**AIM**.
Update the entries by replacing "warehouse picking" with "order fulfillment", leaving everything else unchanged.

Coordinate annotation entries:

__________

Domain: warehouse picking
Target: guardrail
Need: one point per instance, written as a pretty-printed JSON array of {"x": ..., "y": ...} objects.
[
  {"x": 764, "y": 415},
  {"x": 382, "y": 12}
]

__________

**FINISHED ANSWER**.
Domain: order fulfillment
Target: guardrail
Need: one point per instance, written as a pretty-printed JSON array of {"x": ..., "y": ...} objects.
[
  {"x": 764, "y": 415},
  {"x": 382, "y": 12}
]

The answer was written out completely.